From the line with "of the scrubland." to the last line of the data below, repeat every line exactly and add nothing.

RECORDS SHOWN:
= Beginning of Section =
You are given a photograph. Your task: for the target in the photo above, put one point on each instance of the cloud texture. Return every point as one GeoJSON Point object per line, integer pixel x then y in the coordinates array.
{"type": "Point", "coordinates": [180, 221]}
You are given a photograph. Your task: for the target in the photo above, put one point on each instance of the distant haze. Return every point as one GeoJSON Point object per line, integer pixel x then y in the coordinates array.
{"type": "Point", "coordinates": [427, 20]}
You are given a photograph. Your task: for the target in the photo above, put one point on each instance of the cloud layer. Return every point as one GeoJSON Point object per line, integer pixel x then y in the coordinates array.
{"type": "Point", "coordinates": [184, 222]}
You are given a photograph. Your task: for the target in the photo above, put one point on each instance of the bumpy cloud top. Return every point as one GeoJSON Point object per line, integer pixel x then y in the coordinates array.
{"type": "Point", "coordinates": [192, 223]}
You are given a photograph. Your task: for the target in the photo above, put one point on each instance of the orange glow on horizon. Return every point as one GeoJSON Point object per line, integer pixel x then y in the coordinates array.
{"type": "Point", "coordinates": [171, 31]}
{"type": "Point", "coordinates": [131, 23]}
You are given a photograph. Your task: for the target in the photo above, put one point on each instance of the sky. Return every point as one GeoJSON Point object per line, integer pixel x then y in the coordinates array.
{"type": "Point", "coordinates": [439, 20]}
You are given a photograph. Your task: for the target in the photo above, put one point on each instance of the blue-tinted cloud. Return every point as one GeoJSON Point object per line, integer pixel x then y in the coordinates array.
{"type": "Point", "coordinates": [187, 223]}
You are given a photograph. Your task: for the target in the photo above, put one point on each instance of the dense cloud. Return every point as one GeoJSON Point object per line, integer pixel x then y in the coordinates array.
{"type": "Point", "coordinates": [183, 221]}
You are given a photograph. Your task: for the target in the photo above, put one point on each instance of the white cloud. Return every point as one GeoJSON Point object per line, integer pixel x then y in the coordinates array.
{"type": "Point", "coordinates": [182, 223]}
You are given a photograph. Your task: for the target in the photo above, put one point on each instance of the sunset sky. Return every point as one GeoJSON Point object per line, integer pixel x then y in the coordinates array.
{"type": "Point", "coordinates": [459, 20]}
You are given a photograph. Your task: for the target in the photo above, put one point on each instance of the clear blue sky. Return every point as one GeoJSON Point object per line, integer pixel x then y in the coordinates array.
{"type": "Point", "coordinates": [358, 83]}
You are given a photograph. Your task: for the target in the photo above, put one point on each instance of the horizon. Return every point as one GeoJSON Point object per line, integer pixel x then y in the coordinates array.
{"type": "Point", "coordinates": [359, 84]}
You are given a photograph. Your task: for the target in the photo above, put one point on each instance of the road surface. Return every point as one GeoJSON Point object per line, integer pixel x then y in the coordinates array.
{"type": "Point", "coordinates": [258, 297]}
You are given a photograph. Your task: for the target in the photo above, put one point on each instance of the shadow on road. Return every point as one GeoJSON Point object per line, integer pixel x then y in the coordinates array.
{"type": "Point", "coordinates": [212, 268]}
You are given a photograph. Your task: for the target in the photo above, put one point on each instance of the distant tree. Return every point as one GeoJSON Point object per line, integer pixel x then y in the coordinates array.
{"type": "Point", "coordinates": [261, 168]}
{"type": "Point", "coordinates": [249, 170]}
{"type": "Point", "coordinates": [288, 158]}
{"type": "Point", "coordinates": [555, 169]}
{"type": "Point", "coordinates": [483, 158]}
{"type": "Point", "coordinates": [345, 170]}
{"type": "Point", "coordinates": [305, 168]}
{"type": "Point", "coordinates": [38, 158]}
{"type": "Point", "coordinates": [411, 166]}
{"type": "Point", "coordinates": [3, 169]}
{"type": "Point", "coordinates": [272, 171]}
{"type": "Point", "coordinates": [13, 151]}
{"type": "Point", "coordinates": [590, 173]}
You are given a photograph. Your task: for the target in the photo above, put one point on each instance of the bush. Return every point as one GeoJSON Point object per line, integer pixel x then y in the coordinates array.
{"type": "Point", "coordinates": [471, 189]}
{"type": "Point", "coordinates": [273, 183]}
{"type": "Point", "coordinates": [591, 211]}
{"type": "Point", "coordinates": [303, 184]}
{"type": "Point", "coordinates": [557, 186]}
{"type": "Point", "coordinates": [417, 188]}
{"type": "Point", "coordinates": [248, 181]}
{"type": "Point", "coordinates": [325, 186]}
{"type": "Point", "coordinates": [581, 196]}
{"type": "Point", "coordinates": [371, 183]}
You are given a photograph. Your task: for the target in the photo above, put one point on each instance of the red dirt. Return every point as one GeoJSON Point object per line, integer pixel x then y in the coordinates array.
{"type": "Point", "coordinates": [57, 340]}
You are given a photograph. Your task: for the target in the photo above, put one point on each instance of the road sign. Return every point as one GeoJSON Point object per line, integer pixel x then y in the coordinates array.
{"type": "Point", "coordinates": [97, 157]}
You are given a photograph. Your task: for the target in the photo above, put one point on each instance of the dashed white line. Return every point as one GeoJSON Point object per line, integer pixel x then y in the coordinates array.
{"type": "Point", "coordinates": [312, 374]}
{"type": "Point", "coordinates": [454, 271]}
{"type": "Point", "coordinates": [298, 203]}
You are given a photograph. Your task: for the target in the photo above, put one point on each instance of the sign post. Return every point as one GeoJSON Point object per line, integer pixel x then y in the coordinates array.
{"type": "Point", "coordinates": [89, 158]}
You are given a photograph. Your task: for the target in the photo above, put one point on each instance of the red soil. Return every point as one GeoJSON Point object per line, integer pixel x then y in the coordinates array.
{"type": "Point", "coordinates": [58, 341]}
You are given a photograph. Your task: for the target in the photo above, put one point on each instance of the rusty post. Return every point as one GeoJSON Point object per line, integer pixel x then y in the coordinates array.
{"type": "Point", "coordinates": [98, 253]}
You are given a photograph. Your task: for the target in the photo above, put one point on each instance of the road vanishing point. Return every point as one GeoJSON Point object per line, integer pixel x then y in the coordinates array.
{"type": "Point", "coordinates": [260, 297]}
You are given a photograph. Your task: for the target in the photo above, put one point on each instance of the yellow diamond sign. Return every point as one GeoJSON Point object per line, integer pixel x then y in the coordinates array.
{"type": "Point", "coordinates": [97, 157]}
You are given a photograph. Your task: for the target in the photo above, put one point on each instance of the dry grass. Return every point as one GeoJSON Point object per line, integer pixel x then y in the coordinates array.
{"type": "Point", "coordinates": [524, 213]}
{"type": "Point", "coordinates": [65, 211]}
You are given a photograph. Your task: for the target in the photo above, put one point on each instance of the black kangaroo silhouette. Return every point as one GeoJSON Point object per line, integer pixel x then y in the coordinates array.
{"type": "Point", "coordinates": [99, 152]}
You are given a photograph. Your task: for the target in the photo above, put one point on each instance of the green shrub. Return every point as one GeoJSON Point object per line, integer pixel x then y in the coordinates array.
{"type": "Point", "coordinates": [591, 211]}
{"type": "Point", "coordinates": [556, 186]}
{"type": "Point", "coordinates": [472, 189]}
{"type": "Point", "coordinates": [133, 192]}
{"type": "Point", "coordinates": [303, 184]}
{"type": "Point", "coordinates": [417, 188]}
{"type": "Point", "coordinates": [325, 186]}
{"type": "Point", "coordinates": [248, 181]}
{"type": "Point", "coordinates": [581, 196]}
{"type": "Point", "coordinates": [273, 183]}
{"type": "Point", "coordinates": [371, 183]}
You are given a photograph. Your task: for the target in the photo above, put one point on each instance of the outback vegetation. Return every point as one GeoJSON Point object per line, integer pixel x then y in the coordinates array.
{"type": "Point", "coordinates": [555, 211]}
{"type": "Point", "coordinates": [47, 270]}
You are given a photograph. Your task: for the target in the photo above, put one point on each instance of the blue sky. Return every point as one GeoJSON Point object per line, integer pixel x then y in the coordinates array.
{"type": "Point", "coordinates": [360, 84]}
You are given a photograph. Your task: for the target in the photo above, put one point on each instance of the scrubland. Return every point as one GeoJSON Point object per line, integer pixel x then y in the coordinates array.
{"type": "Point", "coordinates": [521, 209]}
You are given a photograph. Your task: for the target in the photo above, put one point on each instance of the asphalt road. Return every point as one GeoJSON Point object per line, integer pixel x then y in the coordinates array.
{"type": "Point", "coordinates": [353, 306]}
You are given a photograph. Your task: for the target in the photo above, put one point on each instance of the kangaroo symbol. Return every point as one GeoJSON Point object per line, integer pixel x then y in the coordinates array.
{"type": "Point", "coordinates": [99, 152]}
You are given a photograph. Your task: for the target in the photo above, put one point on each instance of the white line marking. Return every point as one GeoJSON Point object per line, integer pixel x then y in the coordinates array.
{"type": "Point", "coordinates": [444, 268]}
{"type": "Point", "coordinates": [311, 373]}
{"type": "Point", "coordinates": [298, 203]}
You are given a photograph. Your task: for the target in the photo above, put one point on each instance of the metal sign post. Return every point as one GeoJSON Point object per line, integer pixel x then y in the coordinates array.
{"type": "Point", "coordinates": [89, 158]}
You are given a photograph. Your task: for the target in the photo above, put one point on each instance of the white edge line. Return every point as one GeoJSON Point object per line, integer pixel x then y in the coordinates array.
= End of Section =
FINISHED EXERCISE:
You are given a photograph. Your task: for the target in the photo above, put one point on each instance of the scrubland. Return every point as one GeoJSON Point object per line, integer pixel x then y in the coordinates array.
{"type": "Point", "coordinates": [521, 209]}
You are given a photograph. Your task: for the target in the photo above, put one point on each instance of the asphalt road. Return every point as one GeoJSON Point object per line, integer pixel x then y in the coordinates array.
{"type": "Point", "coordinates": [353, 306]}
You are given a photograph. Your task: for the target in the photo above, put one point on each instance of the kangaroo symbol. Return every point as one GeoJSON Point object per line, integer pixel x then y in the coordinates array.
{"type": "Point", "coordinates": [99, 152]}
You are given a photograph. Your task: for the target in the photo above, put one point on each instance of the white line marking. Return every point as one GeoJSON Point object per line, integer pixel x then y in the coordinates array.
{"type": "Point", "coordinates": [444, 268]}
{"type": "Point", "coordinates": [311, 373]}
{"type": "Point", "coordinates": [298, 203]}
You are given a photograph. Your task: for the target in the photo above, put one point on each instance of the metal sign post. Return every point as one GeoJSON Point object per line, integer pixel x then y in the coordinates array.
{"type": "Point", "coordinates": [89, 158]}
You are given a photograph. Your task: for the target in the photo above, put one point on each instance of the white edge line. Return every point as one GeoJSON Point object per line, integer pixel x then y in the coordinates array.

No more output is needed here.